• _Text extract_:
═══

The Minnesota DWI Case Of The Week is Jensen v. 1985 Ferrari (Decided August 31, 2020, Minnesota Court of Appeals, Published) which stands for the proposition that the DWI offender must equip the vehicle subject to forfeiture with an interlock device in order to avoid forfeiture of said vehicle.
In Jensen, the state charged the Defendant with four criminal offenses: third-degree driving while impaired (DWI), second-degree DWI, driving after consuming alcohol with a restricted license, and careless driving. Jensen pleaded guilty to third-degree DWI (a gross misdemeanor), and the remaining counts were dismissed. The court sentenced Jensen to about a year in jail stayed for two years, with supervised probation, 60 days of electronic home monitoring, a $900 fine, and various other conditions.
When he was arrested, police impounded Jensen’s Ferrari and provided him a notice of seizure and intent to forfeit the car. Jensen challenged the forfeiture, and the district court held a bench trial.

═══

Entries drawn from a collection
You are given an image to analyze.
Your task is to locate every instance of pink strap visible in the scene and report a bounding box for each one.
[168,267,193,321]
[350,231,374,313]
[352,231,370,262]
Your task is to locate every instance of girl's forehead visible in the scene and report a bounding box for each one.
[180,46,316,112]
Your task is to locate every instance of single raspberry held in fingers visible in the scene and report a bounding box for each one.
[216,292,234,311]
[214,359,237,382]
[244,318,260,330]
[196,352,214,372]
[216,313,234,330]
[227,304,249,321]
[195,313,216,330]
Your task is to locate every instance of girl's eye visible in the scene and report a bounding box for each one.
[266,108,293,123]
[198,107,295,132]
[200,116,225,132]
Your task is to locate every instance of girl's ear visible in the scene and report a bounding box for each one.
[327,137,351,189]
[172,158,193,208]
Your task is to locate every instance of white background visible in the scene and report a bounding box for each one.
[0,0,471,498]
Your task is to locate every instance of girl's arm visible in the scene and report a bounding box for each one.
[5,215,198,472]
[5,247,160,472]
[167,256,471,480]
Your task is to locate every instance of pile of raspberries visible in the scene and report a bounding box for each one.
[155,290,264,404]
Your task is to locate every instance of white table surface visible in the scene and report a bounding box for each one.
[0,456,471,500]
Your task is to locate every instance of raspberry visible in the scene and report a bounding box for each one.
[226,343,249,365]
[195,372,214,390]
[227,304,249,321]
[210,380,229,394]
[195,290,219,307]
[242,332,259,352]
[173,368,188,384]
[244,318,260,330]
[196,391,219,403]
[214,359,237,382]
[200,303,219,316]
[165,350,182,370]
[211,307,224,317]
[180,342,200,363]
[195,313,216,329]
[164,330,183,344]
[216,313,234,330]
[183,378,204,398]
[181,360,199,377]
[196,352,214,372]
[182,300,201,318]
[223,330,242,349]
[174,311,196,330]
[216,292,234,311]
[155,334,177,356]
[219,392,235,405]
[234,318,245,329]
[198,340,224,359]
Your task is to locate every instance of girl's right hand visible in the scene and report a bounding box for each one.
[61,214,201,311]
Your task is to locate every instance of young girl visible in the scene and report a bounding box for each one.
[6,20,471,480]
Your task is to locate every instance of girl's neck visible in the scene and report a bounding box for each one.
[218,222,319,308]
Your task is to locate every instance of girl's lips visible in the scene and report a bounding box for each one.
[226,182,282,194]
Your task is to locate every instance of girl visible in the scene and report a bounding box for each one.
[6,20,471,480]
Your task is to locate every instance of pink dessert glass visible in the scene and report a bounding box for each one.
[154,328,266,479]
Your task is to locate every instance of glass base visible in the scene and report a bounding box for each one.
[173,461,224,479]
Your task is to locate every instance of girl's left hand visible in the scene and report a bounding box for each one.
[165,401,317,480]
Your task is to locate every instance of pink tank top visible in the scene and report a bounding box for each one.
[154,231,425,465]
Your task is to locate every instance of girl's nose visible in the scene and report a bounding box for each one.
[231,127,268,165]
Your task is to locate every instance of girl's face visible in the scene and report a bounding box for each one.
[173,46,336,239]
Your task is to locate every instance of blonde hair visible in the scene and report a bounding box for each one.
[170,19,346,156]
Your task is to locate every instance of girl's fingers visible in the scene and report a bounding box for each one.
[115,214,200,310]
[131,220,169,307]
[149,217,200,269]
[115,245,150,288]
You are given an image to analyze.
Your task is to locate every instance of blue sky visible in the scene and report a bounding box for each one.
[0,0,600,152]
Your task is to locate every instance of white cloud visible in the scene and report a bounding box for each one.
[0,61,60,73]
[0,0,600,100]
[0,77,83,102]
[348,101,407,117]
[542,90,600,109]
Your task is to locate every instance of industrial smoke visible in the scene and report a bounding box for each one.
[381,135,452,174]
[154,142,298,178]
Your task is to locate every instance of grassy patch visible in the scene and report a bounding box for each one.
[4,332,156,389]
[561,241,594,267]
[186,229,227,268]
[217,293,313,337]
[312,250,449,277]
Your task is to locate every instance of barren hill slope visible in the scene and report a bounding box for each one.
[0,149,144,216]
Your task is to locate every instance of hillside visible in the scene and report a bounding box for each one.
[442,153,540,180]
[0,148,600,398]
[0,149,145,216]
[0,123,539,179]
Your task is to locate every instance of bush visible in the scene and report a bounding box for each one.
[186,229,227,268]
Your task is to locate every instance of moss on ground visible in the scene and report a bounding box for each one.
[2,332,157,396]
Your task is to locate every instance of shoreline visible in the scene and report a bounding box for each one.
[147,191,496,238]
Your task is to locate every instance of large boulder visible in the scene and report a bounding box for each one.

═══

• _Stated exercise 1_: Decide whether each statement agrees with the Jensen case summary, answering yes or no and quoting the words from it that settle the matter: (a) Jensen pleaded guilty to second-degree DWI. (b) Police impounded Jensen's Ferrari when he was arrested. (c) Jensen's sentence included 60 days of electronic home monitoring.
• _Stated exercise 2_: Write what comes next in the Jensen forfeiture case summary, picking up after its final sentence.
The material above is separate and has no connection to the Jensen case summary.

• _Right answer 1_:
(a) No: "Jensen pleaded guilty to third-degree DWI (a gross misdemeanor)"
(b) Yes: "When he was arrested, police impounded Jensen’s Ferrari"
(c) Yes: "60 days of electronic home monitoring"

• _Right answer 2_:
Jensen testified that he had previously participated in the ignition-interlock program beginning in 2012. At the time of this DWI, however, he had completed the program and no longer had interlock devices on his vehicles. But two months after the DWI from which this case stems, Jensen was arrested for another impaired driving offense in a rental car. After that incident, in October 2018, Jensen again enrolled in the ignition-interlock program with one of his other vehicles, his Range Rover. Jensen provided no evidence that he installed or attempted to install interlock devices on his other two vehicles, including the Ferrari.
The district court ordered the Ferrari forfeited to the Minnesota State Patrol. It concluded that Jensen had committed an offense in the Ferrari, which subjected the car to forfeiture (a “designated offense”), and that Jensen did not qualify for the statutory stay for participants in the ignition-interlock program.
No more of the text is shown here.